_Directions:_ Present the lines of the following material as a numbered list, omitting any blank lines and leaving the pictures out of the answer.

_Data rows:_
= = =
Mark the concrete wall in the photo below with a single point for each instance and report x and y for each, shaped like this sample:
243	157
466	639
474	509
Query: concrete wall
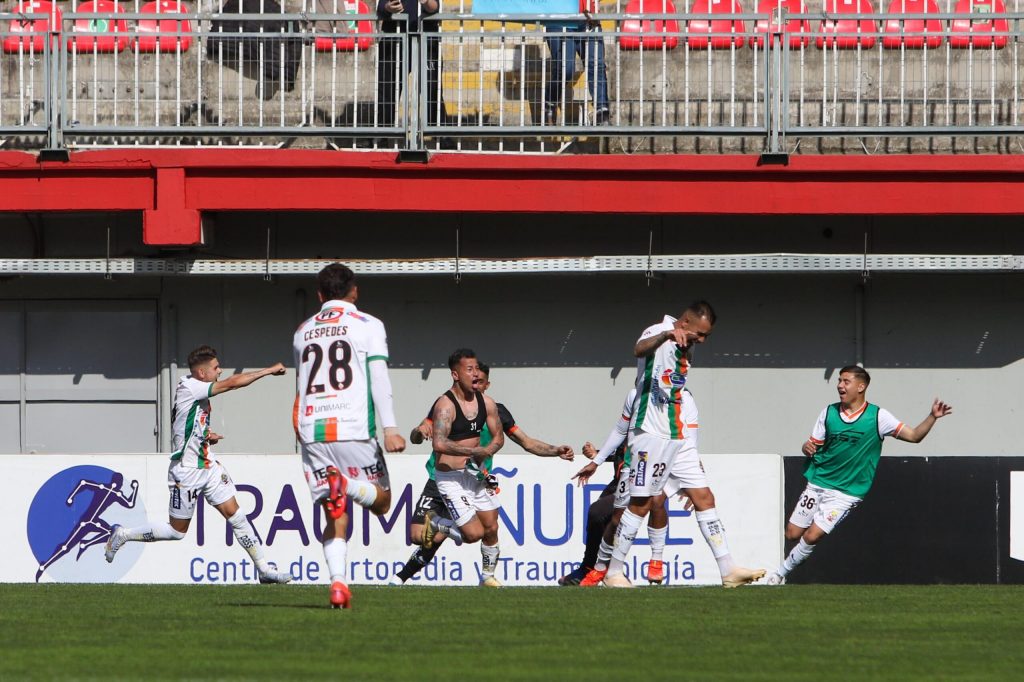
= = =
_Task solution:_
1. Mark the concrete wall in the photo below with a single point for each instance and report x and y for each, shaped like this sample:
2. 243	157
3. 466	639
4. 474	509
5. Query: concrete wall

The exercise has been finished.